Former stage managers find a new stage directing COVID-19 vaccinations
Bloomington, Minn. (FOX 9) - When stages went dark across the world last year due to the pandemic, theater artists were forced to evolve. For a trio of stage managers here in the Twin Cities, they found work managing a completely different kind of show.
Tim Markus was stage managing a production of "Kinky Boots" when the pandemic curtain came crashing down.
"In theater it's our work, it's our life, it's our extended family. And it was all kind of taken away," Markus said. "So it was adjusting sort of not just working all the time, but mentally, 'What am I going to do with my life?'"
They say all the world's a stage and for Tim and three other veteran stage mangers, they found a new one at the Mall of America. The trio of artists now coordinate the state's massive vaccination site.
"Somehow theater and vaccination land is all kind of the same. It's all about getting people into a building, out of a building, getting them a product. Normally it's a play, but in this case it's a vaccination," Markus said.
Gone are the days of calling light cues and corralling actors. In their place thousands of Pfizer vaccines and a steady line of Minnesotans all rolling up their sleeves.
"It's still about managing people," Jason Clusman said, a former Guthrie stage manager and now incident commander at the MOA site. "Theater people understand the concept of an opening night. It's the same thing with a site. You know you're gonna open and you're going to have thousands of people going through that door at any moment."
The Mall of America site has the capacity to vaccinate 5,000 people a day. That's a lot of eager customers, but no matter what happens--or what goes wrong--the show must go on.
"It's kind of a lot of alphas, a lot of leaders all coming together and we've all found our niche of what we're going to move forward," Stacy McIntosh Holt said, a former stage manager at the Children's Theatre Company. "It's made this room move incredibly smoothly because all of us can work together."
As for what's next? They all hope to get back to their first love the theater.
"Making the shift over to vaccination sites has given me a huge sense of hope," Clusman said. "See people by the thouands come through that are so grateful for the opportunity and knowing I've had a small part in that has really been kind of awesome."
____
- **Tasks and exercises**:
1: Transcribe the part of the article about former stage managers at a vaccination site, starting with "Former stage managers" and going on through "came crashing down.".
2: List every person named in the article about former stage managers at a vaccination site.
3: Summarize the article about former stage managers at a vaccination site in two sentences.

- **Collected data**:
____
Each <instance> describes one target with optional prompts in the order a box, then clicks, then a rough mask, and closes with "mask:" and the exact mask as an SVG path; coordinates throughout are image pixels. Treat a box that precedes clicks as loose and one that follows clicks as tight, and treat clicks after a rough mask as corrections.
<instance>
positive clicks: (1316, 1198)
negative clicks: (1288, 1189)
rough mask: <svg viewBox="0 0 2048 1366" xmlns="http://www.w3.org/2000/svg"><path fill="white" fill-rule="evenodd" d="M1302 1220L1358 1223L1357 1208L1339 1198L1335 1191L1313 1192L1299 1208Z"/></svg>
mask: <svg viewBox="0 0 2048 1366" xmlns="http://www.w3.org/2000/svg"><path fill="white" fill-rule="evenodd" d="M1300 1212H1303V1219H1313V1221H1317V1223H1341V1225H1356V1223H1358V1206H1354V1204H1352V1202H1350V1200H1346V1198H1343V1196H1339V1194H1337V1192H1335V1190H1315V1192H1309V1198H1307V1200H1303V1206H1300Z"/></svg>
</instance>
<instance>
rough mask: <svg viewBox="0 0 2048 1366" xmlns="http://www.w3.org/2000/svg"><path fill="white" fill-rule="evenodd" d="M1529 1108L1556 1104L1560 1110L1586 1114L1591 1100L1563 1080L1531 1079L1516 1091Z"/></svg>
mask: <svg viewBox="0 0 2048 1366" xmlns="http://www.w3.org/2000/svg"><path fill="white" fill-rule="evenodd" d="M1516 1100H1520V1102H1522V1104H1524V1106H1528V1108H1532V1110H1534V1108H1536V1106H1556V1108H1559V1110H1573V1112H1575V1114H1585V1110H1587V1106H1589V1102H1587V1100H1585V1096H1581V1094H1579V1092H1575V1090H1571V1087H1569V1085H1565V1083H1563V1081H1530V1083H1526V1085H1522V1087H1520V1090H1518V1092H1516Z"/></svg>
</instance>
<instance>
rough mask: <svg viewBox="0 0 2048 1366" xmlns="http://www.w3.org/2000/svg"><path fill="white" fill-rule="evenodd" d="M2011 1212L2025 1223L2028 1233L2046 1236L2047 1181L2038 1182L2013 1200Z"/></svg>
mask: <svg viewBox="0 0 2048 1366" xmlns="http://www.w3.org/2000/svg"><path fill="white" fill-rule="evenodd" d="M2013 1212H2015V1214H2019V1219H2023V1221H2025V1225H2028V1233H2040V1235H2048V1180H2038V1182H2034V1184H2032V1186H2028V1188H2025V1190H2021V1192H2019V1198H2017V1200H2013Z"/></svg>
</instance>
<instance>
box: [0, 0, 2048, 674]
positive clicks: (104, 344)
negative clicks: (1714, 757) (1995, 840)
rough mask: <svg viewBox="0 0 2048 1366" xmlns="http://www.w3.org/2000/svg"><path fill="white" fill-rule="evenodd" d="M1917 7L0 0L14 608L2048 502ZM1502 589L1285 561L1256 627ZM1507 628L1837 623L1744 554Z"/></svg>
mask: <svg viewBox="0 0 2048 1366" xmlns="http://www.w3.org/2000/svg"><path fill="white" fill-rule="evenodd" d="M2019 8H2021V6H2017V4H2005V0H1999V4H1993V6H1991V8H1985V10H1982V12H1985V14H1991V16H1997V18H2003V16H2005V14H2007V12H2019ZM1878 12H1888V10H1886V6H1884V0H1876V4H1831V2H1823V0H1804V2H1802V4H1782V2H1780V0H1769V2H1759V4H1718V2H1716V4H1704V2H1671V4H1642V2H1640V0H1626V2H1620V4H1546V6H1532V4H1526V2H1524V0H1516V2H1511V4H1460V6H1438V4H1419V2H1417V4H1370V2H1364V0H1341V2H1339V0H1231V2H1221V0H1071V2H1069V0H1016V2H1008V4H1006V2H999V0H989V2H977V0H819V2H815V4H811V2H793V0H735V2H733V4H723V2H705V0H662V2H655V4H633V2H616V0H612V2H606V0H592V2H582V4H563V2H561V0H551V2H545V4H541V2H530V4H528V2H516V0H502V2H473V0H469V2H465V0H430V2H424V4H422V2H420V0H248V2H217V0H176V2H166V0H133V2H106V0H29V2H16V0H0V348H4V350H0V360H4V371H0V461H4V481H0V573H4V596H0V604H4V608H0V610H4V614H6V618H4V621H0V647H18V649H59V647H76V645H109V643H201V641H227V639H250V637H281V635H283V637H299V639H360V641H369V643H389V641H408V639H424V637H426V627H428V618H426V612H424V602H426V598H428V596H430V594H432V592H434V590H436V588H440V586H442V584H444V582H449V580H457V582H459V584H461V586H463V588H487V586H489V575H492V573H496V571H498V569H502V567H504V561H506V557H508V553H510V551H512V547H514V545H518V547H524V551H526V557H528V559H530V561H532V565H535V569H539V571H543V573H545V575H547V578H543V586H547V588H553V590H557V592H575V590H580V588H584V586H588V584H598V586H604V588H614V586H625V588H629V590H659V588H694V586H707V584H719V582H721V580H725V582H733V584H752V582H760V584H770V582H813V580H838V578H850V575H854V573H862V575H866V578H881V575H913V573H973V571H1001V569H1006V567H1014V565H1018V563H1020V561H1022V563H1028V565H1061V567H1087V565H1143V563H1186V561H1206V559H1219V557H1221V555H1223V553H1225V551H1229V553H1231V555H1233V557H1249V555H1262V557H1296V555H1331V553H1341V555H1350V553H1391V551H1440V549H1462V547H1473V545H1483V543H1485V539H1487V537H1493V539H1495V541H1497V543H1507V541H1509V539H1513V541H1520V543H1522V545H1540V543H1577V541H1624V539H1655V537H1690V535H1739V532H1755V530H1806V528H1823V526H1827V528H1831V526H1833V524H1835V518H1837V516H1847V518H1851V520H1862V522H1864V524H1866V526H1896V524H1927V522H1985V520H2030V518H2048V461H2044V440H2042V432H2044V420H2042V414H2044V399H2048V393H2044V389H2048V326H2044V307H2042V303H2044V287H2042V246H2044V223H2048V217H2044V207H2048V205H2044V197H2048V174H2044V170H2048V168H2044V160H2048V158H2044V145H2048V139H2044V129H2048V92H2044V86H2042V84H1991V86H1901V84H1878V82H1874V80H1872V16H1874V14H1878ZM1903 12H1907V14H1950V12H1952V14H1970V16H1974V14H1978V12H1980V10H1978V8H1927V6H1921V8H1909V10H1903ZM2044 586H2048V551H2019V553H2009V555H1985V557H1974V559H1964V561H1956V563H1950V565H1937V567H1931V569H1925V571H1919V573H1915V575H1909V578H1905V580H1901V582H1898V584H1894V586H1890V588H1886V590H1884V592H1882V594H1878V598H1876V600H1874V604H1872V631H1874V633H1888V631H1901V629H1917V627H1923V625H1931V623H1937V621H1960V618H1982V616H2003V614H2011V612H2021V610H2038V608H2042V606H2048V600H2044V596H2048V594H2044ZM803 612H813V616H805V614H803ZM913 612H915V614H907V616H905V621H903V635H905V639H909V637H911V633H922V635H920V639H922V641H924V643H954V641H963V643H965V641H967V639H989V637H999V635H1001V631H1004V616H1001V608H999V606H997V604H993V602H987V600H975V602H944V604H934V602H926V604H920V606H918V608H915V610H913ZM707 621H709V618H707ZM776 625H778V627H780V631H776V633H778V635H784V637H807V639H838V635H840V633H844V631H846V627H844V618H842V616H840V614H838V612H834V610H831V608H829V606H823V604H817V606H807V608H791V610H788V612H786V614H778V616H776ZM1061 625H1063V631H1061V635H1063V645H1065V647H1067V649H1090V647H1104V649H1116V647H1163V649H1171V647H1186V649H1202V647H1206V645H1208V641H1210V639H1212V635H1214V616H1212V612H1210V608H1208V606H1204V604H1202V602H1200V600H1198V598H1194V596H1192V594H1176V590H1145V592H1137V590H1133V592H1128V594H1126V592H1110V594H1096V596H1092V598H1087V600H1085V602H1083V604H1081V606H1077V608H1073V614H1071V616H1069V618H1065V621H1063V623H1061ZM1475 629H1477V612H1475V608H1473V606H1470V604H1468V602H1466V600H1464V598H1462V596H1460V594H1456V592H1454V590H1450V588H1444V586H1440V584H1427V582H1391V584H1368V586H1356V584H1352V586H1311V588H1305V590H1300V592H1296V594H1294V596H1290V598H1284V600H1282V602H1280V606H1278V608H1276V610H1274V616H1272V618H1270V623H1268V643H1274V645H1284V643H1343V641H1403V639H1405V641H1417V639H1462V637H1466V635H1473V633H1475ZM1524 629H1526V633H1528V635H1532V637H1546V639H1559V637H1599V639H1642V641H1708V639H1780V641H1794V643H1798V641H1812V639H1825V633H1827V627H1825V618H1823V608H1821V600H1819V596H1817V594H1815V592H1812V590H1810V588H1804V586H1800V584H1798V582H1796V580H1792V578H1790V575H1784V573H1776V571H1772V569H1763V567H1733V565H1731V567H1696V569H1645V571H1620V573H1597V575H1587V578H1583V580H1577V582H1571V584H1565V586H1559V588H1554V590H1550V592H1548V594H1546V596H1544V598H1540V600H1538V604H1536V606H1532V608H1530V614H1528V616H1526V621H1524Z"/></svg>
____
- **Task-by-task solutions**:
1:
Former stage managers find a new stage directing COVID-19 vaccinations
Bloomington, Minn. (FOX 9) - When stages went dark across the world last year due to the pandemic, theater artists were forced to evolve. For a trio of stage managers here in the Twin Cities, they found work managing a completely different kind of show.
Tim Markus was stage managing a production of "Kinky Boots" when the pandemic curtain came crashing down.

2:
Tim Markus
Jason Clusman
Stacy McIntosh Holt

3: After the pandemic shut down theaters, former Twin Cities stage managers found work coordinating Minnesota's mass vaccination site at the Mall of America, which can vaccinate 5,000 people a day. They say running the site is much like managing a show, and they all hope to return to theater eventually.